===== Entries shown
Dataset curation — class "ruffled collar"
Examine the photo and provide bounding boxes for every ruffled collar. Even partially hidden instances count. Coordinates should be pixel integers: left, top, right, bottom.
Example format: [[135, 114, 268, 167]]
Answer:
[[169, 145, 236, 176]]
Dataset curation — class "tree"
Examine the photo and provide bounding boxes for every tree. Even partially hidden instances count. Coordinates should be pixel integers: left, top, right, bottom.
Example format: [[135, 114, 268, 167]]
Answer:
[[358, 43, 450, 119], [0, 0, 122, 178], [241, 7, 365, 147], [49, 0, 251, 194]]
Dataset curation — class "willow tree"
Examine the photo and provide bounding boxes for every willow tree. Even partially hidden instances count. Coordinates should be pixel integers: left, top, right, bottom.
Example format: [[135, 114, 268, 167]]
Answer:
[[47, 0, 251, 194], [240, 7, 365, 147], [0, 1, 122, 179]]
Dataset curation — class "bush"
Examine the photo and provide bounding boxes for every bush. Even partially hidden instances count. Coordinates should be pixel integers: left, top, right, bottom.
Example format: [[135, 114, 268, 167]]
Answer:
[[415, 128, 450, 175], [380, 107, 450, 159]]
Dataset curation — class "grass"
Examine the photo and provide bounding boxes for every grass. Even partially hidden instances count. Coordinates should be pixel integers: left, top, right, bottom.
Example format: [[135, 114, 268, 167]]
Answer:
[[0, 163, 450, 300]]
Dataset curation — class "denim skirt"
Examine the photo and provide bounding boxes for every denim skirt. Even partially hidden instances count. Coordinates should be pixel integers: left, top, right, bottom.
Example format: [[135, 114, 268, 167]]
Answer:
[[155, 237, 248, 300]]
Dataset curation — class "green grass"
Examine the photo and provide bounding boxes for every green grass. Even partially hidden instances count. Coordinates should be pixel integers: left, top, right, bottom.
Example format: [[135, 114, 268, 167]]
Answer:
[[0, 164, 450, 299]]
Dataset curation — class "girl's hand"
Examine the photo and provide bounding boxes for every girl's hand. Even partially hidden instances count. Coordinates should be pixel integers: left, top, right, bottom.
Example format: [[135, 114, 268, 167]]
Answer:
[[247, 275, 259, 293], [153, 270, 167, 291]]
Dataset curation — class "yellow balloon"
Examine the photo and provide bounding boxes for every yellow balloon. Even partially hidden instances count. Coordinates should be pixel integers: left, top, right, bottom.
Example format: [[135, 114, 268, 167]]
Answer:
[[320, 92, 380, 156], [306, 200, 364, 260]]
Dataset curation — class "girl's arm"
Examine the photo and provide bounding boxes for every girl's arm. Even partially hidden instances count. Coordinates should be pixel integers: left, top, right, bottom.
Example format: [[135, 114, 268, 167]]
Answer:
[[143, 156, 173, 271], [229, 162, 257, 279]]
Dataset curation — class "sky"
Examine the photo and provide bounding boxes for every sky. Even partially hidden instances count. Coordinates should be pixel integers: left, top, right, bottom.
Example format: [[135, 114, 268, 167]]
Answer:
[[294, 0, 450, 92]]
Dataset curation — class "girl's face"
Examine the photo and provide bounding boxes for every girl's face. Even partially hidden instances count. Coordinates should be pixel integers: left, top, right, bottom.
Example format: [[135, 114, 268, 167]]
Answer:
==========
- _Aim of the task_: Rescale only the lines running from the start through the line containing "1, 122, 179]]", writing each line out in full, including the requests. Multiply every bounding-box coordinate in the answers by 2.25 and round to whole numbers, with halves rounded up, while leaving the numbers in the requests and their format samples unchanged.

- _Solution for this problem_:
Dataset curation — class "ruffled collar"
Examine the photo and provide bounding boxes for every ruffled collar. Even partially hidden instances count. Coordinates should be pixel integers: left, top, right, bottom.
Example format: [[135, 114, 268, 167]]
Answer:
[[380, 326, 531, 396]]
Dataset curation — class "tree"
Examine the photo and provide bounding boxes for every tree. Even partially hidden instances count. Coordinates should be pixel integers: left, top, right, bottom.
Example format: [[135, 114, 268, 167]]
Answer:
[[806, 97, 1013, 268], [0, 0, 275, 401], [542, 16, 821, 331], [110, 0, 565, 437]]
Dataset curation — class "willow tree"
Examine the photo and provide bounding boxes for every willow tree. Even partially hidden instances count. Coordinates should be pixel integers: left, top, right, bottom.
Example format: [[135, 114, 268, 167]]
Answer:
[[106, 0, 565, 437], [540, 16, 821, 331], [0, 2, 275, 403]]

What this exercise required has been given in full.